Select every line of the entries that contains the word "sleeve", and copy each one.

Supplied data:
•••••

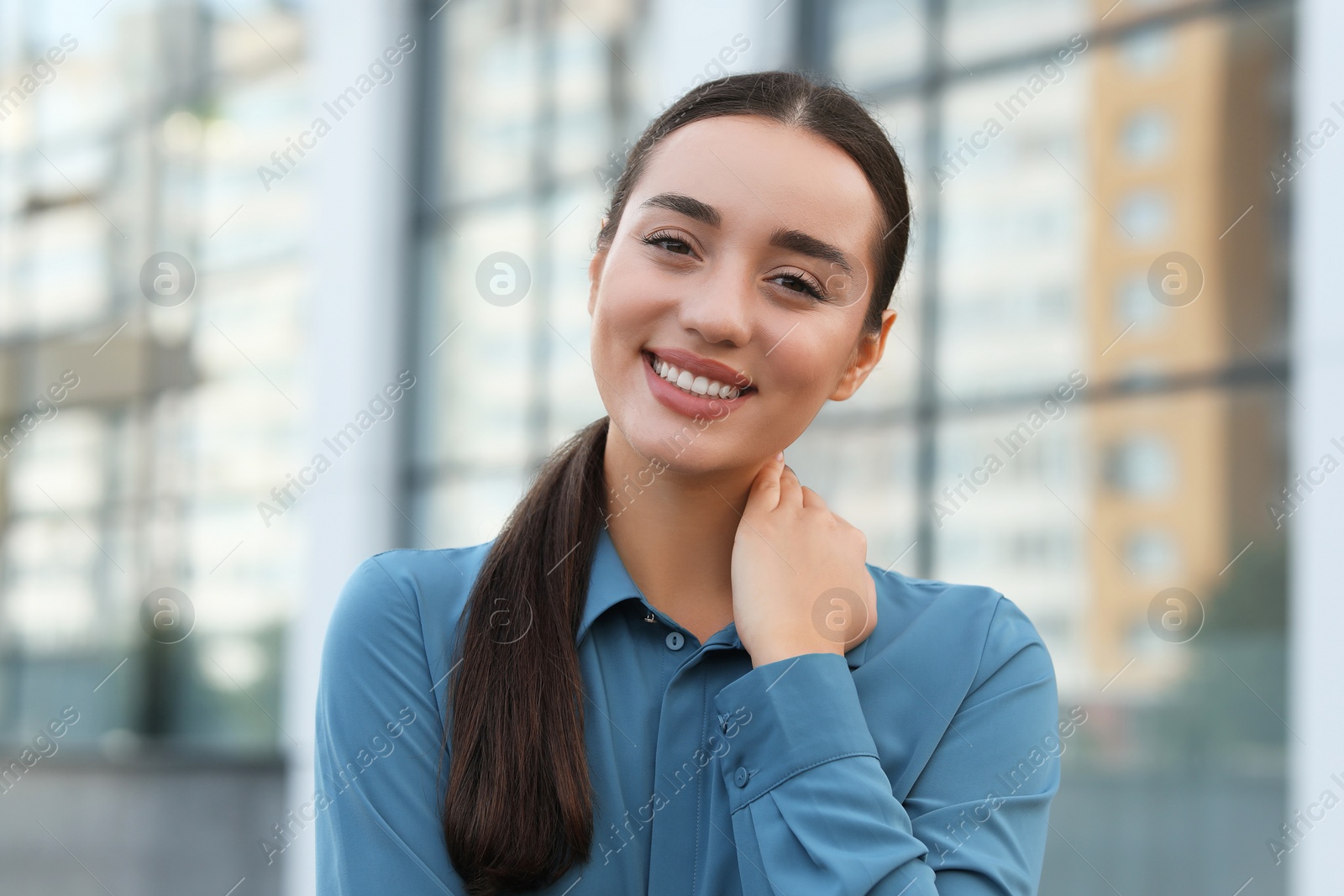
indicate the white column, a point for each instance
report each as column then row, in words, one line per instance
column 1316, row 573
column 354, row 324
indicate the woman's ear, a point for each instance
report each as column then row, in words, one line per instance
column 596, row 273
column 864, row 358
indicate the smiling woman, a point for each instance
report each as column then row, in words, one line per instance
column 743, row 278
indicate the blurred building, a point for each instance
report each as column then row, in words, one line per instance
column 148, row 403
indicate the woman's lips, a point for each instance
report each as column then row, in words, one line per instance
column 689, row 403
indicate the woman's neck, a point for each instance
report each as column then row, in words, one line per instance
column 675, row 533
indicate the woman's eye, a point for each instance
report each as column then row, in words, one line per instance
column 664, row 241
column 799, row 285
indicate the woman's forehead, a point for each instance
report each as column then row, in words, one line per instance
column 763, row 175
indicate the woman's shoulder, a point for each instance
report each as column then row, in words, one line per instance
column 971, row 626
column 405, row 594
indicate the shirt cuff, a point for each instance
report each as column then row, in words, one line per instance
column 784, row 718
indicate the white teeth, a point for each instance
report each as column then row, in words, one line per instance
column 696, row 385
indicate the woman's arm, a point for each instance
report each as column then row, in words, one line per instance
column 378, row 741
column 815, row 812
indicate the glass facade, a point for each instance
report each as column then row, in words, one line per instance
column 1084, row 399
column 151, row 285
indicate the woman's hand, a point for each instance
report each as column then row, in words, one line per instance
column 800, row 584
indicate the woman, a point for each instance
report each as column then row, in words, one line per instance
column 674, row 672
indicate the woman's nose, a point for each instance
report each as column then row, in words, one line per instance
column 719, row 307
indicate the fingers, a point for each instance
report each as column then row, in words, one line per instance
column 812, row 500
column 765, row 488
column 790, row 490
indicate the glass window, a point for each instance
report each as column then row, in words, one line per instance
column 1146, row 136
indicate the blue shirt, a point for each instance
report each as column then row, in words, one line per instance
column 921, row 762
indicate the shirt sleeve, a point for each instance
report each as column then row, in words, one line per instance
column 813, row 812
column 378, row 743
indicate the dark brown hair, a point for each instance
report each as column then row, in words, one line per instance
column 517, row 810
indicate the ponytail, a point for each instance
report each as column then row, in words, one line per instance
column 519, row 804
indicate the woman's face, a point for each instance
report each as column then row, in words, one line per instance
column 743, row 258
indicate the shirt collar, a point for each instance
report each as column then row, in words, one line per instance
column 609, row 584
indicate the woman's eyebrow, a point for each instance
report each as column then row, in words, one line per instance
column 799, row 242
column 783, row 237
column 687, row 206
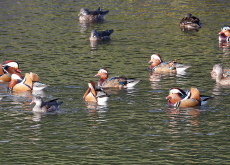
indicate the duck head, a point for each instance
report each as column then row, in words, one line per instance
column 155, row 60
column 84, row 11
column 12, row 63
column 175, row 95
column 103, row 73
column 225, row 30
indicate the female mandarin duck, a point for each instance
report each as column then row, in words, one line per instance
column 219, row 73
column 157, row 65
column 224, row 34
column 93, row 95
column 117, row 81
column 44, row 107
column 226, row 72
column 101, row 35
column 6, row 69
column 91, row 16
column 190, row 22
column 18, row 84
column 179, row 98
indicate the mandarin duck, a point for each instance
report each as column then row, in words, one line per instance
column 179, row 98
column 100, row 35
column 93, row 95
column 117, row 81
column 224, row 34
column 6, row 68
column 226, row 72
column 158, row 66
column 19, row 84
column 190, row 22
column 44, row 107
column 92, row 16
column 219, row 75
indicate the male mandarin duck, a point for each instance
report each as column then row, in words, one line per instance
column 100, row 35
column 6, row 68
column 224, row 34
column 117, row 81
column 157, row 65
column 226, row 72
column 21, row 85
column 91, row 16
column 190, row 22
column 179, row 98
column 219, row 75
column 44, row 107
column 93, row 95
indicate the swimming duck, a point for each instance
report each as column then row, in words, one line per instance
column 44, row 107
column 91, row 16
column 190, row 22
column 117, row 81
column 93, row 95
column 219, row 72
column 21, row 85
column 224, row 34
column 6, row 68
column 101, row 35
column 157, row 65
column 226, row 72
column 179, row 98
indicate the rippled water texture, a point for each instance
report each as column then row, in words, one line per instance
column 136, row 126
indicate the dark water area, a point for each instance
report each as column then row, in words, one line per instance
column 136, row 126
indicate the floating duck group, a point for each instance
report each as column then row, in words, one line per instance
column 10, row 72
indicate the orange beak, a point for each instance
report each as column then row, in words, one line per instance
column 168, row 97
column 32, row 102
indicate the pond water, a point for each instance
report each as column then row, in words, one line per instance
column 136, row 126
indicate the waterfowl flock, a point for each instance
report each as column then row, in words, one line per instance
column 10, row 72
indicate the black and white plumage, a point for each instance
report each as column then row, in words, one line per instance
column 100, row 35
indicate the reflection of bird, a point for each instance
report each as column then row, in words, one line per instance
column 157, row 65
column 219, row 75
column 91, row 16
column 93, row 95
column 224, row 34
column 44, row 107
column 101, row 35
column 179, row 98
column 118, row 81
column 7, row 68
column 190, row 22
column 226, row 72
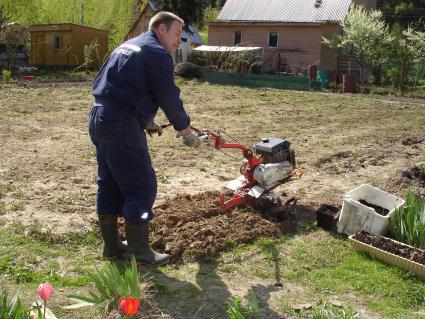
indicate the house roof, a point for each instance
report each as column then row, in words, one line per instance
column 60, row 27
column 214, row 48
column 307, row 11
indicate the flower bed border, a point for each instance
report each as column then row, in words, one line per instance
column 389, row 258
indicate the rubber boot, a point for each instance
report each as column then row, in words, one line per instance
column 138, row 245
column 113, row 246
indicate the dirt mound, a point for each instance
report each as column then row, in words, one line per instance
column 412, row 178
column 193, row 227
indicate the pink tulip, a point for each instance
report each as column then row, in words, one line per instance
column 45, row 291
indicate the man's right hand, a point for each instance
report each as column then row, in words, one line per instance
column 189, row 137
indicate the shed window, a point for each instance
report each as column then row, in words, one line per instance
column 58, row 42
column 273, row 39
column 237, row 38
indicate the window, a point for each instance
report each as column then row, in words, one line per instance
column 237, row 38
column 58, row 42
column 273, row 39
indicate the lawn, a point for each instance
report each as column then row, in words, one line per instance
column 47, row 193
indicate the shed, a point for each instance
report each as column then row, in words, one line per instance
column 63, row 44
column 290, row 31
column 190, row 36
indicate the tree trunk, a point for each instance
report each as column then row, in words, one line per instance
column 377, row 74
column 402, row 75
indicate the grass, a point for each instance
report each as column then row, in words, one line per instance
column 327, row 266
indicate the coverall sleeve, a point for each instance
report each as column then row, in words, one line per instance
column 165, row 92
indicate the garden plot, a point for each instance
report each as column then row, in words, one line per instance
column 47, row 163
column 48, row 179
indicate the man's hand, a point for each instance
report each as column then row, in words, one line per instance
column 153, row 127
column 189, row 137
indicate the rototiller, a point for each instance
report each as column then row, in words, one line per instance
column 269, row 164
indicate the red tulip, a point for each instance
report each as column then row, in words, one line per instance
column 45, row 291
column 129, row 306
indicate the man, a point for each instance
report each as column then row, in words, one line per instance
column 135, row 80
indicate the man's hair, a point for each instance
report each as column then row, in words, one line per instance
column 164, row 17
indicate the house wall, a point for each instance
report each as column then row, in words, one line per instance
column 368, row 4
column 299, row 44
column 43, row 50
column 85, row 36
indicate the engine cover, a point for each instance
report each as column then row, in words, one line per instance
column 273, row 150
column 268, row 174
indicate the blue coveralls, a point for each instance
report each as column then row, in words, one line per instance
column 135, row 80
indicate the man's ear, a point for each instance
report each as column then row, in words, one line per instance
column 162, row 28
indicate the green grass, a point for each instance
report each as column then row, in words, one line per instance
column 327, row 266
column 37, row 256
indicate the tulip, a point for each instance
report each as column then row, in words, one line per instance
column 129, row 306
column 45, row 291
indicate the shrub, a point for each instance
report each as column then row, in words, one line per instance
column 408, row 223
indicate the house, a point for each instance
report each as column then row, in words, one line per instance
column 190, row 37
column 290, row 31
column 64, row 44
column 13, row 45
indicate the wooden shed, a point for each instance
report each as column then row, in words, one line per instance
column 63, row 44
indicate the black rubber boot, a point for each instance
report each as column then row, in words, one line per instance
column 113, row 246
column 138, row 245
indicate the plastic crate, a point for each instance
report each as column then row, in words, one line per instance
column 356, row 216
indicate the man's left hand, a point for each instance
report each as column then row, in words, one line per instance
column 153, row 127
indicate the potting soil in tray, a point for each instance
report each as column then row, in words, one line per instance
column 391, row 246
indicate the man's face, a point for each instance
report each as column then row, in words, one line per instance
column 171, row 38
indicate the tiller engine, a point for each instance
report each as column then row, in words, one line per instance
column 269, row 164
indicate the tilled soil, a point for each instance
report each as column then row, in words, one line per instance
column 192, row 227
column 391, row 246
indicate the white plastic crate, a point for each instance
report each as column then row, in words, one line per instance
column 356, row 217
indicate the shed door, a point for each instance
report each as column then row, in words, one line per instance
column 39, row 49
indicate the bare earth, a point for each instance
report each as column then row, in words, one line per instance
column 48, row 167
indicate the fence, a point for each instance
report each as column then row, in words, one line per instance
column 260, row 80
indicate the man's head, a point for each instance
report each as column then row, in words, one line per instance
column 168, row 28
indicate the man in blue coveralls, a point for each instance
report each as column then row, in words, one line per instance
column 132, row 84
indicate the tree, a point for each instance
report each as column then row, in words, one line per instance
column 409, row 48
column 366, row 35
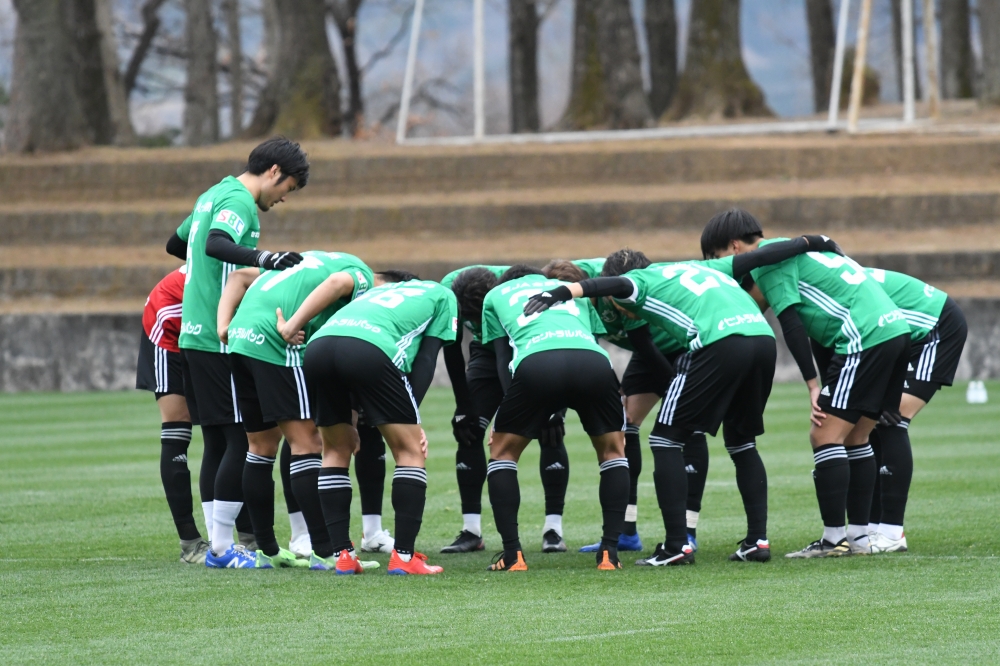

•••••

Written reply:
indicate the shirt sleeve, a point for each instance
indicate the coverall sleeve, a point for each instance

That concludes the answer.